__Problem__.
Write the next part of the explainer on the progenitor of the S147 supernova remnant, picking up right after its last sentence.

The Progenitor of the S147 Supernova Remnant

By analyzing Gaia DR3 data to model the local stellar population around supernova remnant S147, the study identifies a high-mass progenitor range of $21.5M_{\odot}$to$41.1M_{\odot}$ for the supernova, based on the ages of the most luminous nearby stars including the unbound binary companion HD 37424.

The Gist

Imagine the night sky as a giant, cosmic crime scene. A star exploded long ago, leaving behind a glowing, expanding cloud of debris called a Supernova Remnant (SNR). In the center of this cloud, S147, sits a rapidly spinning "dead" star called a pulsar (PSR J0538+2817).

The big mystery astronomers have been trying to solve is: What kind of star exploded? Was it a lightweight star that barely made the cut, or a massive, heavyweight giant?

This paper is like a team of cosmic detectives using a new set of high-tech magnifying glasses (data from the Gaia satellite) to look at the neighborhood where the explosion happened. They aren't just looking at the crime scene; they are looking at the survivors and the neighbors to figure out who the victim was.

Here is the story of their investigation, broken down simply:

1. The "Runaway" Suspect

The first clue was a star named HD 37424. It's a bright, blue star that is currently flying away from the center of the explosion at high speed.

• The Analogy: Imagine a car crash where one car is totaled (the supernova) and the other car (HD 37424) is thrown off the road, speeding away.
• The Theory: Scientists believe these two stars were originally a couple, orbiting each other. When the heavier partner exploded, the explosion was so violent it blew the couple apart, sending the survivor flying. This makes HD 37424 the "unbound companion" of the star that died.

2. The Neighborhood Watch

To find out how big the dead star was, the astronomers didn't just look at the survivor. They looked at the entire neighborhood (a cylinder of space about 360 light-years long and 200 light-years wide) surrounding the explosion.

They used data from the Gaia satellite (a space telescope that maps the positions and distances of billions of stars) to pick out 439 stars that live in this specific neighborhood.

• The Analogy: Think of it like walking into a high school cafeteria to figure out how old the graduating class was. You don't just look at the valedictorian; you look at the whole room. If the room is full of 18-year-olds, you know the class is graduating now. If it's full of 10-year-olds, you know the explosion happened much later.

3. The "Time Machine" (Color and Brightness)

Stars change color and brightness as they age, just like people change from energetic toddlers to gray-haired elders.

• The Method: The team plotted these 439 stars on a graph (a Color-Magnitude Diagram). It's like a "family tree" where the position of a star tells you its age and mass.

(Records)
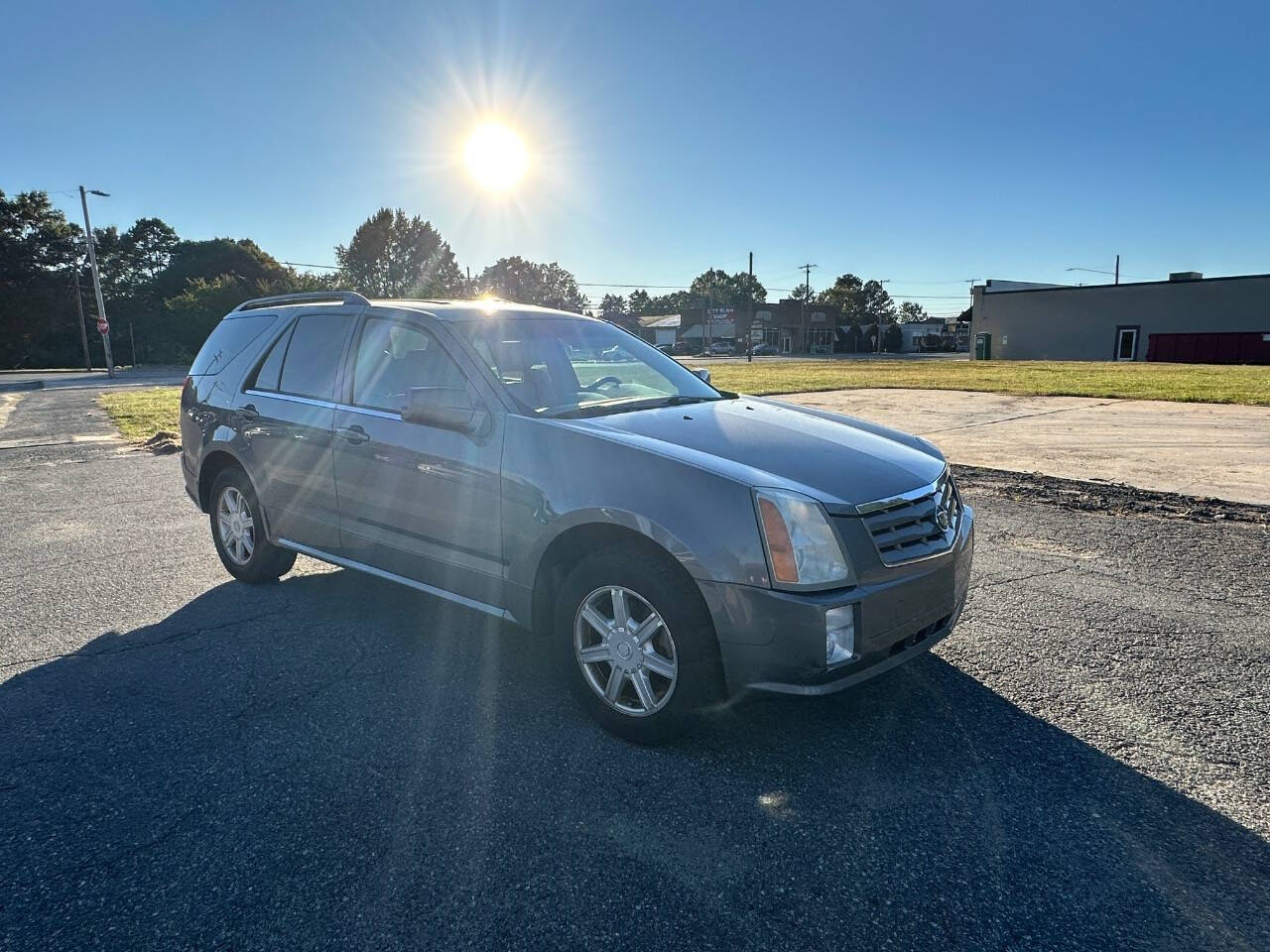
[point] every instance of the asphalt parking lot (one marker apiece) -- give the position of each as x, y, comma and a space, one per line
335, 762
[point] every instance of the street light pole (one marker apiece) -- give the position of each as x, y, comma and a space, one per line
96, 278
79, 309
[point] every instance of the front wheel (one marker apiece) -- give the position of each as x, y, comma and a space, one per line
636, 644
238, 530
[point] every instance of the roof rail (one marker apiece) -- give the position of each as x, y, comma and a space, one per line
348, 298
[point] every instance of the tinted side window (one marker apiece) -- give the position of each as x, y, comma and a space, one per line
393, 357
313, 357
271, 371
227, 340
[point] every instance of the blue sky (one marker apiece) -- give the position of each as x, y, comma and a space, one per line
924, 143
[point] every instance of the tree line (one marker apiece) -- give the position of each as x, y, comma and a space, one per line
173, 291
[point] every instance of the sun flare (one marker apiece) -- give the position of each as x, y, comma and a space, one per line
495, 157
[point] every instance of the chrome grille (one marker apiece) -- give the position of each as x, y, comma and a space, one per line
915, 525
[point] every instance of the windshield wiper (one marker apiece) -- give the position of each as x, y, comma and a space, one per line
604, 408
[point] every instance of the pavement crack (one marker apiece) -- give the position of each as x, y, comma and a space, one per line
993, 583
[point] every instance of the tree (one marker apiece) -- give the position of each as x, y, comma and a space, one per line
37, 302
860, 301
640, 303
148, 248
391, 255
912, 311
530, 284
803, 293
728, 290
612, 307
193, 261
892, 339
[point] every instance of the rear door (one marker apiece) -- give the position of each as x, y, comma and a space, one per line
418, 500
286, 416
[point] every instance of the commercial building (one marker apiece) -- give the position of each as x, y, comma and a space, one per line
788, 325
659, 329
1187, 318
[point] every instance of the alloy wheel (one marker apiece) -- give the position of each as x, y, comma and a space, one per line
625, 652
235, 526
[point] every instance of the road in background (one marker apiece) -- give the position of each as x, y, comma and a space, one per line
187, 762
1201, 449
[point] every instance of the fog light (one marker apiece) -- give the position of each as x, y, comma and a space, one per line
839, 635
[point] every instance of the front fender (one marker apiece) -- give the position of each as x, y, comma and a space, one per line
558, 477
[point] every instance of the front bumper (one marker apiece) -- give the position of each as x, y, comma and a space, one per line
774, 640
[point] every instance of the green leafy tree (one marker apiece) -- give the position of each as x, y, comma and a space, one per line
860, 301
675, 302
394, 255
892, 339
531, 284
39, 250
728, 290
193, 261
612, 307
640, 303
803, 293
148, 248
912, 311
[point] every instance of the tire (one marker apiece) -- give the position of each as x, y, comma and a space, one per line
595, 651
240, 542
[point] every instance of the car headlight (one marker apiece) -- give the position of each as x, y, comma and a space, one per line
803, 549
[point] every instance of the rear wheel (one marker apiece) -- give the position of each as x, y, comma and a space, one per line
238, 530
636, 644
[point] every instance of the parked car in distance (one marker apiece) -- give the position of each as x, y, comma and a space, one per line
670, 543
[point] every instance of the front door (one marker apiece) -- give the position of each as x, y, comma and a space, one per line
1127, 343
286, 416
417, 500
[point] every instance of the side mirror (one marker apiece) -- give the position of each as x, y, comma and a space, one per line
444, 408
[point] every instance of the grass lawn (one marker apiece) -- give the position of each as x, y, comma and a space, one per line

==

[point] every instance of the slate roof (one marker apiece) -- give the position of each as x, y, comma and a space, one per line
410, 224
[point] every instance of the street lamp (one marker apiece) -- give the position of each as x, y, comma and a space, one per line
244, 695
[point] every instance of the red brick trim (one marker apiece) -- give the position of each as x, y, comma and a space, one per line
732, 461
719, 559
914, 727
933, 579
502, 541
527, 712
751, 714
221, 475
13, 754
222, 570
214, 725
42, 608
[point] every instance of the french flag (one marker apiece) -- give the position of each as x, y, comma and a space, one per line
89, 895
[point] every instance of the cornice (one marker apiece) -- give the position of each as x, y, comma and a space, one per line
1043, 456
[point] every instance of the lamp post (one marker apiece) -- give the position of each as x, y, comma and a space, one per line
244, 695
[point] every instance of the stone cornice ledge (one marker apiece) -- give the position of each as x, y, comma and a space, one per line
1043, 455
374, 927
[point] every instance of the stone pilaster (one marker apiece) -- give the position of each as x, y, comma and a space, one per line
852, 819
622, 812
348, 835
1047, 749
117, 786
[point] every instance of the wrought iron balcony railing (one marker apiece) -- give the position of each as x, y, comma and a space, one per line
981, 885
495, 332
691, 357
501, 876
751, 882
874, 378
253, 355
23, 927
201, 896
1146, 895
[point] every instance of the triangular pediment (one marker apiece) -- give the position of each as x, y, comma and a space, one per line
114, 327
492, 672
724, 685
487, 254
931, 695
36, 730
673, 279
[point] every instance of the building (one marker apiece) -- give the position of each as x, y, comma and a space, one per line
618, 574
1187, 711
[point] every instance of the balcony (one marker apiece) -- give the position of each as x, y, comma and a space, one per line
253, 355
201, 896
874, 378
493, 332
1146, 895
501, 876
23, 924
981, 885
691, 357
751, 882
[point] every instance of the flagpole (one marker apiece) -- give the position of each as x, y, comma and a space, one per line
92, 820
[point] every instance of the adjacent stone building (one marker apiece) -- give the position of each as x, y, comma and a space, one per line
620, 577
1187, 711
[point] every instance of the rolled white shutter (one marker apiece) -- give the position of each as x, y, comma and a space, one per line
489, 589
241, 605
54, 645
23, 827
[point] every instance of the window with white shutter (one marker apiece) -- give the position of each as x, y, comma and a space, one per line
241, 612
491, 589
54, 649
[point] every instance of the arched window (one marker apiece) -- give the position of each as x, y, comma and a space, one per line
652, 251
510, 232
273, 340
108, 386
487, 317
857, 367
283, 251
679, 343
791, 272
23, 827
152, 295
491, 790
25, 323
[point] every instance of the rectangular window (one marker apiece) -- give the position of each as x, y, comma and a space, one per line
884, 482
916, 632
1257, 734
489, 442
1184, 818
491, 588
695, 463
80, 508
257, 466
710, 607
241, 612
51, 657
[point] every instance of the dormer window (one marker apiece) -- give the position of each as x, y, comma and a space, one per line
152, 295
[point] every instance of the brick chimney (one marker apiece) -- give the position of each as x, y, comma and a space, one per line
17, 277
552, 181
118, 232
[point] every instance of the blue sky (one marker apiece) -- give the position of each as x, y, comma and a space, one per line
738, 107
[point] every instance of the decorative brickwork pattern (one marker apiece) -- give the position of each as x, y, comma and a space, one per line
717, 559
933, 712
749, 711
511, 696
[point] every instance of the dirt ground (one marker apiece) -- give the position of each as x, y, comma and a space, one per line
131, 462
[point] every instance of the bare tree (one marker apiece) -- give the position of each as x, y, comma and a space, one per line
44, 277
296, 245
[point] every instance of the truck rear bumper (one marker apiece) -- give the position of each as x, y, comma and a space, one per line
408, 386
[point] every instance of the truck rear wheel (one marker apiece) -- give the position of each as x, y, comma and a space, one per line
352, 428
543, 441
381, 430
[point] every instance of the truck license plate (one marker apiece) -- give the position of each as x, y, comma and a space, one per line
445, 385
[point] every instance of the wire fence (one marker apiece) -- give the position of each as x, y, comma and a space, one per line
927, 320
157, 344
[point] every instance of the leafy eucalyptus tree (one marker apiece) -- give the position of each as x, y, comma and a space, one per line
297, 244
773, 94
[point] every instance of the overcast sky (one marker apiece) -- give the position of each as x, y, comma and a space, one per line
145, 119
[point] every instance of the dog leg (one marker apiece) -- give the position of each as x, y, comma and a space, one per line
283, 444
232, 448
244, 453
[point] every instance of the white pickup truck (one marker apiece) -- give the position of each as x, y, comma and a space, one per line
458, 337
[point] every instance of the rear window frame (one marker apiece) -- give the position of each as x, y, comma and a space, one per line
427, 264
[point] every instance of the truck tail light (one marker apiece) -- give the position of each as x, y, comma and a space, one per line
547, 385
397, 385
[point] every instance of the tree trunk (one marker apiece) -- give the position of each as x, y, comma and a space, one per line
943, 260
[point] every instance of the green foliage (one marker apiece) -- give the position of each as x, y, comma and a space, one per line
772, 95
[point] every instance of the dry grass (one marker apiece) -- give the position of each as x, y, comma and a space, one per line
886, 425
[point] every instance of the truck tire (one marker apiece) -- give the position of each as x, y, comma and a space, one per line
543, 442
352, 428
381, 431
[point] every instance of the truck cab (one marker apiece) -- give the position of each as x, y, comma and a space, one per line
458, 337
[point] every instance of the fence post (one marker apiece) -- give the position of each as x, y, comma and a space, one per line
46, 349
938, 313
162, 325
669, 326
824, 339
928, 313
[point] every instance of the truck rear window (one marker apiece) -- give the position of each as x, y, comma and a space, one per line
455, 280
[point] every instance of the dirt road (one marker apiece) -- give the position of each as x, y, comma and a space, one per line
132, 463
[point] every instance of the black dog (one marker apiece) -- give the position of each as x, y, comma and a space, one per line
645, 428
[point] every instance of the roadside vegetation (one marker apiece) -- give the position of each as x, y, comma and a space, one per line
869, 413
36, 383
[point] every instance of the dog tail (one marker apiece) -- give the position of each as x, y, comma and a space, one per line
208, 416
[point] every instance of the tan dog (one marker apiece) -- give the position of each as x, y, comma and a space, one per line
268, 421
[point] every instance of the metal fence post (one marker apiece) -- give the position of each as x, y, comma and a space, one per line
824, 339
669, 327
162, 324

==

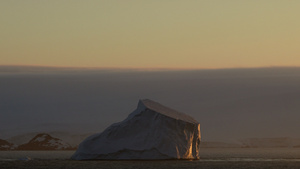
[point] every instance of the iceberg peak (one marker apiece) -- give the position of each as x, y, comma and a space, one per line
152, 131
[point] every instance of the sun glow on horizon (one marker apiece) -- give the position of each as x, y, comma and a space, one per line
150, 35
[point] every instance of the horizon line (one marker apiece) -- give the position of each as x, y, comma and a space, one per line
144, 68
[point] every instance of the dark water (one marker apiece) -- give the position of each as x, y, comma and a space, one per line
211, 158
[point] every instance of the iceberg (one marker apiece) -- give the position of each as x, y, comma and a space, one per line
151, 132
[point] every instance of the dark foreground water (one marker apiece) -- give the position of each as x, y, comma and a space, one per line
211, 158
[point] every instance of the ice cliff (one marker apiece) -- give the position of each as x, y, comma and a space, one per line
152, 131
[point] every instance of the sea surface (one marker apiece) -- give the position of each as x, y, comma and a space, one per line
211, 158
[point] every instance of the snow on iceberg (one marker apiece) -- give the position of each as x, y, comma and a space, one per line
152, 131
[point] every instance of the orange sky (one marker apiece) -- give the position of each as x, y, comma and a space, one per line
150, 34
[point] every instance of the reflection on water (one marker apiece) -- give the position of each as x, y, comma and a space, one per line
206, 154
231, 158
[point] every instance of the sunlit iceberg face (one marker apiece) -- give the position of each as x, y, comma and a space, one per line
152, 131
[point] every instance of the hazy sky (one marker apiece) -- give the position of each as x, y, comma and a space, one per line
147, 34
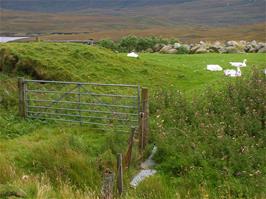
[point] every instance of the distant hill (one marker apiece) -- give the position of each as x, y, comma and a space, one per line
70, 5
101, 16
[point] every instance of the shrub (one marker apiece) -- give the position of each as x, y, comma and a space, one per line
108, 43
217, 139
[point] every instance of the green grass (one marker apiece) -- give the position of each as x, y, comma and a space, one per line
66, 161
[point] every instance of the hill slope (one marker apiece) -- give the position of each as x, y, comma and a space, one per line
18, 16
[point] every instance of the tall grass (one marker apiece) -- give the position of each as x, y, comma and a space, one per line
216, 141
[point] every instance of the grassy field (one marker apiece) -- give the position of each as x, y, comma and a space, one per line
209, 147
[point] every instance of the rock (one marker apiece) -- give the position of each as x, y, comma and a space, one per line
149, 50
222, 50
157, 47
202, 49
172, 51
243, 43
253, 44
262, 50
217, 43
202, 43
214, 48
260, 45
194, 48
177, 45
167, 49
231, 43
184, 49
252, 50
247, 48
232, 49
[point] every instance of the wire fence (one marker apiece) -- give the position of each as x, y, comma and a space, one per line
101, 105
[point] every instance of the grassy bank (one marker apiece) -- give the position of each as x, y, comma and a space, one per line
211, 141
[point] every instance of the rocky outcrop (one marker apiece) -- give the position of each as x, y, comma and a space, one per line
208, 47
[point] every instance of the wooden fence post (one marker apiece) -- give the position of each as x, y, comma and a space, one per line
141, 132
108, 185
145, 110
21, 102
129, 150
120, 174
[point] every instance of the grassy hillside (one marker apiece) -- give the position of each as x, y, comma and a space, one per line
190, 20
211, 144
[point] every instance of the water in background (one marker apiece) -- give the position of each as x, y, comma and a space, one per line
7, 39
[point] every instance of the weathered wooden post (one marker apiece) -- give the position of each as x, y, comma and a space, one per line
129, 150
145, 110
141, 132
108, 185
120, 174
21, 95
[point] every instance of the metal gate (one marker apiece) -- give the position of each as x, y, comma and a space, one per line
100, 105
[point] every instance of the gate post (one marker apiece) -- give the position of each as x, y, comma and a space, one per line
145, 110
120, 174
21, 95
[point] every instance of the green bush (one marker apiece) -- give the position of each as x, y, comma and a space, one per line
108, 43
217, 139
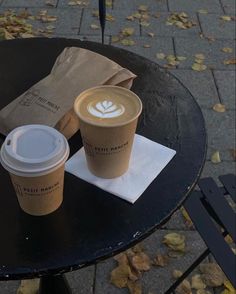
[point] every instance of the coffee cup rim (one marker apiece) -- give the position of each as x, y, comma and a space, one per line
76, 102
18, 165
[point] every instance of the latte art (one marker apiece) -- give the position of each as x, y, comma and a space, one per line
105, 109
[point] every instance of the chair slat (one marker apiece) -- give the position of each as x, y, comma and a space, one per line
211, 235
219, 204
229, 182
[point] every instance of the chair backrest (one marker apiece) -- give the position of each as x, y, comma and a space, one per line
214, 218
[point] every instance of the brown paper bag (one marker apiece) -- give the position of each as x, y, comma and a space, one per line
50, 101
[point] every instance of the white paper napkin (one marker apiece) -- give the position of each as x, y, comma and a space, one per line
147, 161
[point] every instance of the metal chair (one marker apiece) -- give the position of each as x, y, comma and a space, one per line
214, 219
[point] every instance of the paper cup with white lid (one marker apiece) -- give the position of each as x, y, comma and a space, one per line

__Expected answer__.
• The Twist: They had to account for the fact that some stars are actually binary systems (two stars orbiting each other that look like one bright dot). They ran two different computer simulations: one assuming all stars are single, and one assuming they are pairs.

4. The Verdict: A Heavyweight Champion

After crunching the numbers, the results pointed to a very specific conclusion:

• The Survivor's Weight: The runaway star (HD 37424) weighs about 13.5 times the mass of our Sun.
• The Victim's Weight: For the victim to have exploded before its partner (HD 37424), the victim had to be heavier than the partner.
• The Statistical Clue: The "neighborhood" analysis showed that the most likely age for the explosion corresponds to a star that was 21.5 to 41.1 times the mass of our Sun.

In simple terms: The explosion wasn't caused by a "medium-sized" star. It was caused by a cosmic heavyweight. The star that exploded was likely more than twice as heavy as the star that survived.

5. Why This Matters

This is a big deal for two reasons:

1. It's a Rare Find: This is one of the very few places in our galaxy where we can clearly see a star that was "kicked out" of a binary system by a supernova. It's like finding a smoking gun.
2. The Method Works: The astronomers used a technique usually reserved for distant galaxies (where we can't see individual stars easily) and applied it right here in our own backyard. They proved that by studying the "crowd" of stars around a supernova, we can statistically deduce the size of the star that died, even if we can't see the dead star itself.

The Bottom Line

The paper concludes that the star that created the S147 supernova remnant was a massive, short-lived giant (21–41 times the mass of the Sun). It lived fast, died young, and blew its partner (HD 37424) out of the neighborhood, leaving behind a spinning neutron star and a cloud of debris that we can still see today.

It's a story of a cosmic breakup that ended in a spectacular explosion, solved by looking at the stars that were left behind.

Technical Summary

Here is a detailed technical summary of the paper "The Progenitor of the S147 Supernova Remnant" by Cruz-Cruz & Kochanek (2025).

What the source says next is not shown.